== THE TASK ==
Reproduce every one of the rows below without changing a single character.

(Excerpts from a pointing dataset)

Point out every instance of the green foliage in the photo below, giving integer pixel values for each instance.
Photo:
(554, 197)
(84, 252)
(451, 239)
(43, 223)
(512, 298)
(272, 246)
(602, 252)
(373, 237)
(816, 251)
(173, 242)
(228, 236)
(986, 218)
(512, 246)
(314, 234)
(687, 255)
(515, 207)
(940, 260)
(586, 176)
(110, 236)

== PROBLEM SOLUTION ==
Point out every instance of the green foliage in the photo below, giving integer pixel values for each instance.
Photo:
(554, 197)
(84, 252)
(451, 239)
(43, 223)
(512, 298)
(272, 246)
(602, 252)
(373, 237)
(816, 251)
(173, 242)
(228, 236)
(986, 218)
(512, 246)
(314, 234)
(687, 255)
(515, 207)
(940, 260)
(586, 176)
(110, 236)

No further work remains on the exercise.